== Exercise aim ==
Would you transcribe exactly the lines below, starting at the one that contains "When the pointer" and ending with the last line, both included? Leave out all other lines.

== Listed entries ==

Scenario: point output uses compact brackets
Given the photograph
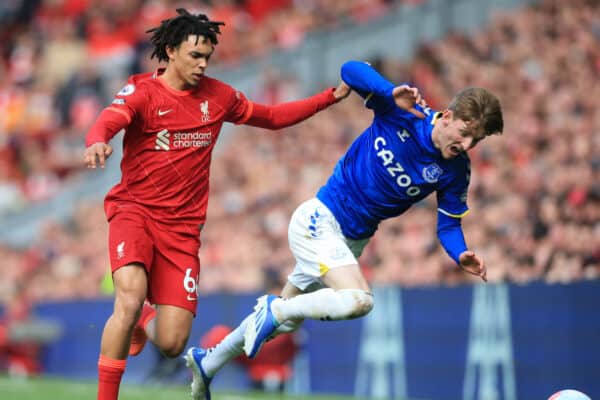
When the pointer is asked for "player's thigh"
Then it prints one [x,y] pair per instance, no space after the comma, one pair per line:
[173,278]
[346,277]
[130,283]
[289,291]
[319,247]
[129,241]
[131,255]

== Answer space ==
When the pointer is asked for "player's thigh"
Then it prints one [x,y] pair per instance, no space after the comma, one pair per line:
[173,278]
[346,277]
[130,283]
[289,291]
[319,247]
[129,241]
[131,255]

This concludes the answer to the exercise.